DIRECTIONS FOR THIS TASK: For this exercise, output the entries below exactly from the line that holds "target | grassy slope" to the line that holds "target | hillside cityscape", both ends included. No pictures belong in the copy.

-------------------------

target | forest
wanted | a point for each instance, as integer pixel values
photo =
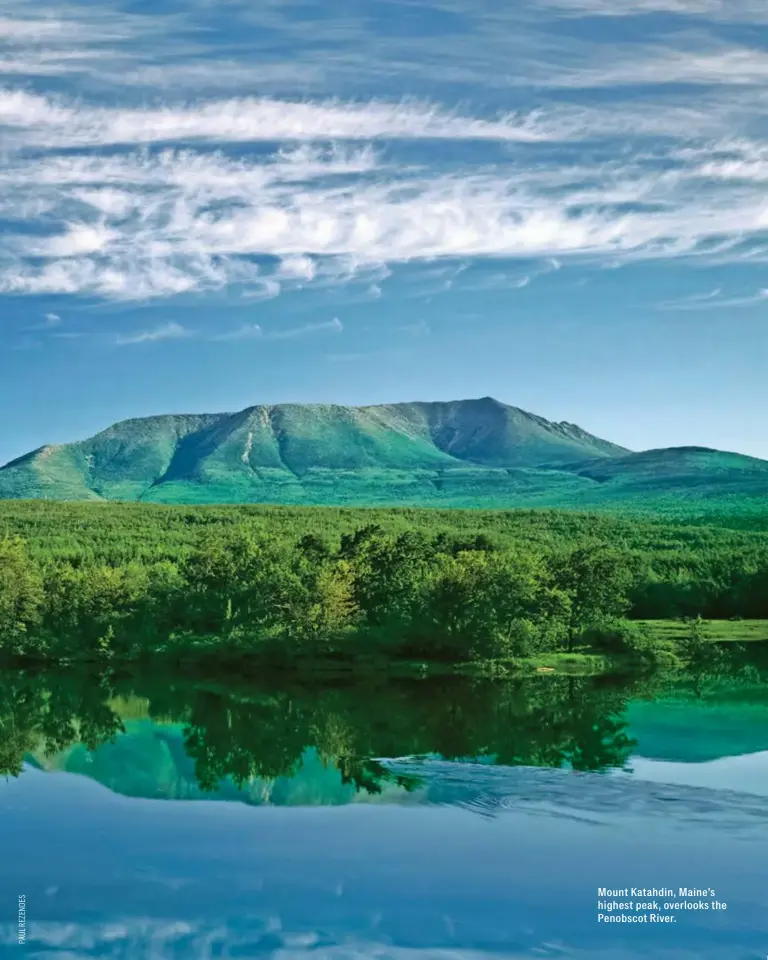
(85, 581)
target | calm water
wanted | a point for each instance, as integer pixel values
(166, 817)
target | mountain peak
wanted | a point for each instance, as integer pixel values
(477, 452)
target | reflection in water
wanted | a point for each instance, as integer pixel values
(444, 819)
(185, 739)
(281, 742)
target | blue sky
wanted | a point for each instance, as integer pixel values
(560, 203)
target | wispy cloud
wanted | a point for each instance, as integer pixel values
(293, 333)
(248, 331)
(418, 329)
(247, 183)
(49, 322)
(713, 300)
(167, 331)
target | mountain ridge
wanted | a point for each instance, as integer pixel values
(476, 452)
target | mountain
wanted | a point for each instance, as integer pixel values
(460, 453)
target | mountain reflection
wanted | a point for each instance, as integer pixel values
(281, 741)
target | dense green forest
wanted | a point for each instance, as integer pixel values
(121, 580)
(262, 728)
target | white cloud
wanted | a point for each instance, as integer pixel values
(273, 193)
(713, 300)
(50, 122)
(733, 10)
(293, 333)
(248, 331)
(168, 331)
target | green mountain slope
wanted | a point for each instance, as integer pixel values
(460, 453)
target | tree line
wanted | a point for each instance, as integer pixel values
(407, 591)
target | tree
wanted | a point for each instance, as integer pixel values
(21, 594)
(596, 581)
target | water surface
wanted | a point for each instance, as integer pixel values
(449, 818)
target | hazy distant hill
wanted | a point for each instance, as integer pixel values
(460, 453)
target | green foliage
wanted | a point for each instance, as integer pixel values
(21, 595)
(99, 581)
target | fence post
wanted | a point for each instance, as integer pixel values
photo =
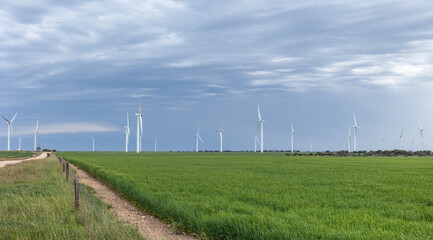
(67, 171)
(77, 192)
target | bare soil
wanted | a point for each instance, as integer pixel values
(149, 226)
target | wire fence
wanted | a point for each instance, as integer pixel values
(91, 209)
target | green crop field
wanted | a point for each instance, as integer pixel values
(7, 155)
(267, 196)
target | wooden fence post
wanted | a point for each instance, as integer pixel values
(67, 171)
(77, 193)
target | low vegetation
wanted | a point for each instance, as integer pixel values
(9, 155)
(37, 203)
(272, 196)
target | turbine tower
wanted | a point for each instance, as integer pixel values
(9, 129)
(93, 143)
(36, 133)
(381, 142)
(293, 134)
(127, 133)
(220, 131)
(420, 131)
(355, 131)
(139, 126)
(197, 137)
(401, 139)
(256, 140)
(260, 125)
(349, 139)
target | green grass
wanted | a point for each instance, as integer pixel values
(272, 196)
(8, 155)
(36, 202)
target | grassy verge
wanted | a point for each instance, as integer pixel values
(272, 196)
(37, 203)
(9, 155)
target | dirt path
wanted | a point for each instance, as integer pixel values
(4, 163)
(149, 226)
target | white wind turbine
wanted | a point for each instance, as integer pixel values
(197, 137)
(355, 131)
(401, 140)
(127, 133)
(36, 134)
(260, 125)
(10, 128)
(381, 142)
(421, 130)
(220, 131)
(139, 126)
(349, 140)
(256, 140)
(293, 134)
(93, 143)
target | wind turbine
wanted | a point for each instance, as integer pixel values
(261, 121)
(401, 139)
(197, 137)
(256, 140)
(127, 132)
(9, 129)
(93, 143)
(139, 126)
(355, 131)
(293, 134)
(220, 131)
(349, 140)
(381, 142)
(36, 133)
(420, 130)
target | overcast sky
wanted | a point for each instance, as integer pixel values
(78, 67)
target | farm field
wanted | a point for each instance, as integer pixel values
(267, 196)
(7, 155)
(36, 202)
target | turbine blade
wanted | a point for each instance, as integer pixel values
(14, 117)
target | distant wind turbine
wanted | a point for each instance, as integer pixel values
(127, 132)
(381, 142)
(220, 131)
(93, 143)
(197, 137)
(349, 140)
(401, 140)
(139, 126)
(260, 125)
(355, 131)
(421, 130)
(36, 133)
(293, 134)
(256, 140)
(10, 129)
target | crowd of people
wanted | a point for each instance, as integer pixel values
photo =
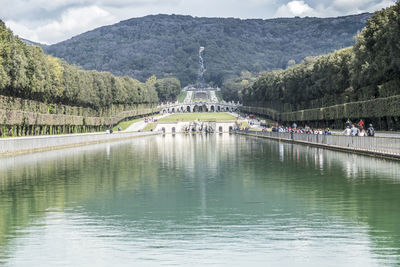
(352, 129)
(357, 129)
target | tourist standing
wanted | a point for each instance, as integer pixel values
(371, 130)
(362, 132)
(348, 123)
(354, 131)
(361, 123)
(347, 131)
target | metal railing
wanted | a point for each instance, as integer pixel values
(382, 145)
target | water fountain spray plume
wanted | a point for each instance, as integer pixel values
(202, 69)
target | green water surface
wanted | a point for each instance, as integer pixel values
(216, 200)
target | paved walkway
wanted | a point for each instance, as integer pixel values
(134, 127)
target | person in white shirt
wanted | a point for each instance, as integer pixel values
(347, 131)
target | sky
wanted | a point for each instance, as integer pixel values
(52, 21)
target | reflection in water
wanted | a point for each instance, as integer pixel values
(195, 200)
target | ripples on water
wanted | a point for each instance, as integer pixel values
(220, 200)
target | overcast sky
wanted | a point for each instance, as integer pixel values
(52, 21)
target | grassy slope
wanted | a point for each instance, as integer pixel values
(182, 96)
(125, 124)
(201, 116)
(218, 95)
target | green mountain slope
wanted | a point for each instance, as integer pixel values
(26, 72)
(168, 45)
(368, 70)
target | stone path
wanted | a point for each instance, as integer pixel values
(134, 127)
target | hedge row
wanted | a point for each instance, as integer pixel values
(375, 108)
(16, 111)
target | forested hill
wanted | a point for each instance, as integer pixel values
(168, 45)
(26, 72)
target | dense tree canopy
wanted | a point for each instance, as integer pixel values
(168, 45)
(168, 89)
(26, 72)
(370, 69)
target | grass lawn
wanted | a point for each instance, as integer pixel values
(218, 95)
(203, 116)
(150, 126)
(126, 124)
(182, 96)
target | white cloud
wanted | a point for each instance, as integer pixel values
(73, 21)
(295, 8)
(51, 21)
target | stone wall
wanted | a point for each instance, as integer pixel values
(384, 113)
(20, 117)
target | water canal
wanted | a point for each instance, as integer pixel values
(217, 200)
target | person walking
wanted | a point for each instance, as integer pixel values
(347, 131)
(361, 123)
(362, 132)
(371, 131)
(354, 131)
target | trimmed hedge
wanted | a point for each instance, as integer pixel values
(372, 109)
(22, 114)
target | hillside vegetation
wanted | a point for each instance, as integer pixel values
(368, 70)
(168, 45)
(28, 73)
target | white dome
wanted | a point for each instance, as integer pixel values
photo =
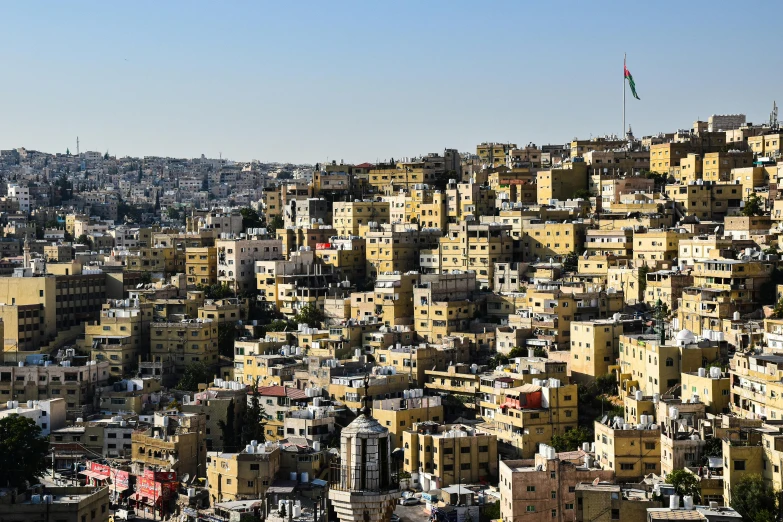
(686, 336)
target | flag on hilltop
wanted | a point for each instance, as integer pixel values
(630, 81)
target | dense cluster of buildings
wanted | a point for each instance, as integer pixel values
(212, 340)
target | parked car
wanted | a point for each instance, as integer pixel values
(125, 514)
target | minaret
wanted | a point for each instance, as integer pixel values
(362, 485)
(26, 252)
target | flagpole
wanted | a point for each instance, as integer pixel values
(622, 134)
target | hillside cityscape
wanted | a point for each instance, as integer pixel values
(585, 331)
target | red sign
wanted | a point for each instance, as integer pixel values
(121, 479)
(101, 469)
(149, 488)
(160, 476)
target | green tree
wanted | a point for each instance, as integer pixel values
(517, 351)
(227, 334)
(571, 262)
(499, 359)
(777, 312)
(84, 239)
(22, 451)
(195, 373)
(753, 499)
(754, 206)
(174, 213)
(216, 291)
(250, 218)
(227, 428)
(572, 439)
(279, 325)
(684, 483)
(712, 448)
(309, 315)
(642, 274)
(255, 418)
(490, 512)
(273, 223)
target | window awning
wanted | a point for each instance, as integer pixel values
(94, 475)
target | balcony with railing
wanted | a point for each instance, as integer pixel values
(369, 479)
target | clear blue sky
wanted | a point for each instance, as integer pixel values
(302, 81)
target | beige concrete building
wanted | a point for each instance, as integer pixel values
(399, 415)
(446, 454)
(236, 260)
(627, 450)
(120, 335)
(561, 183)
(175, 442)
(184, 342)
(244, 475)
(201, 265)
(477, 247)
(654, 367)
(353, 218)
(525, 416)
(543, 488)
(710, 386)
(594, 348)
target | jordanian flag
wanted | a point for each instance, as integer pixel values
(630, 81)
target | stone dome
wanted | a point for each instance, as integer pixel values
(364, 424)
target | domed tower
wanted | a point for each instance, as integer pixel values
(363, 487)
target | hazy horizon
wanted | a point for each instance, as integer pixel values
(307, 82)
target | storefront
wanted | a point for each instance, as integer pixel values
(98, 475)
(119, 481)
(155, 491)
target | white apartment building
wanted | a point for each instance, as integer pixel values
(21, 194)
(48, 414)
(237, 260)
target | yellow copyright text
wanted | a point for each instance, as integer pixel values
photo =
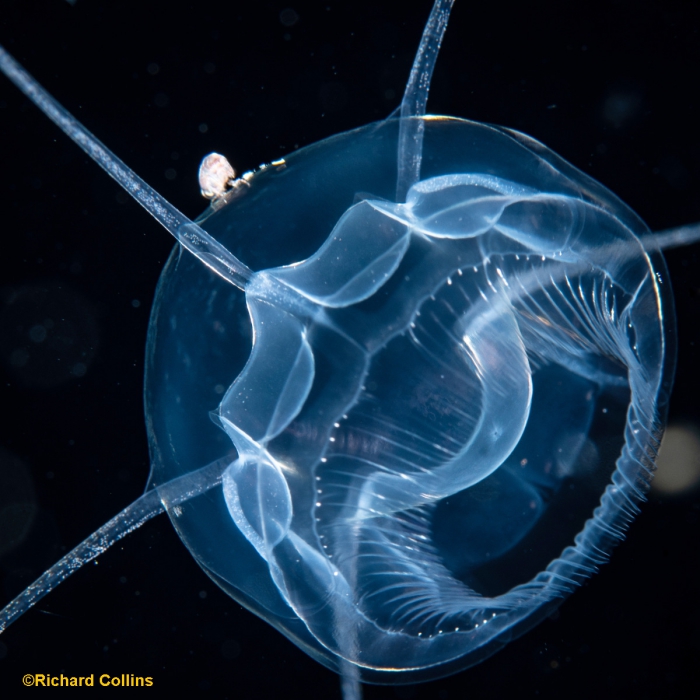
(124, 680)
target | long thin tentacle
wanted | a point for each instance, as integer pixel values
(190, 235)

-------------------------

SOLUTION TO THE PROBLEM:
target | grassy slope
wanted | a point for each instance, as integer pixel values
(182, 96)
(125, 124)
(201, 116)
(218, 95)
target | green mountain slope
wanted | a point for each instance, as integer pixel values
(26, 72)
(168, 45)
(368, 70)
target | stone path
wanted | a point for each instance, as integer pixel values
(134, 127)
target | hedge row
wanted | a point for each instance, as integer pixel values
(375, 108)
(16, 111)
target | forested hill
wanted | a point for each instance, as integer pixel values
(168, 45)
(26, 72)
target | dense tree canopy
wanted | a point for each instance, as integer pixel values
(168, 45)
(168, 89)
(26, 72)
(370, 69)
target | grass lawn
wanted | a point for each instance, as integer pixel values
(218, 95)
(203, 116)
(150, 126)
(126, 124)
(182, 96)
target | white cloud
wanted | a point for each instance, as integer pixel values
(73, 21)
(295, 8)
(51, 21)
target | stone wall
wanted | a point for each instance, as integer pixel values
(384, 113)
(20, 117)
target | water canal
wanted | a point for each instance, as integer pixel values
(217, 200)
target | person walking
wanted | a point for each instance, as integer pixel values
(347, 131)
(361, 123)
(362, 132)
(371, 131)
(354, 131)
target | trimmed hedge
wanted | a point for each instance, as integer pixel values
(372, 109)
(22, 114)
target | hillside vegetation
wanted | a point for each instance, as integer pixel values
(368, 70)
(168, 45)
(28, 73)
target | white dome
wanted | a point for each instance, as integer pixel values
photo =
(686, 336)
target | flag on hilltop
wanted | a point for each instance, as integer pixel values
(630, 81)
target | dense cluster of buildings
wanted | a point for each instance, as integer pixel values
(212, 340)
target | parked car
wanted | a point for each instance, as integer pixel values
(125, 514)
target | minaret
wanted | a point for each instance, as integer pixel values
(362, 485)
(26, 252)
target | flagpole
wanted | a point for each instance, as integer pixel values
(622, 134)
target | hillside cityscape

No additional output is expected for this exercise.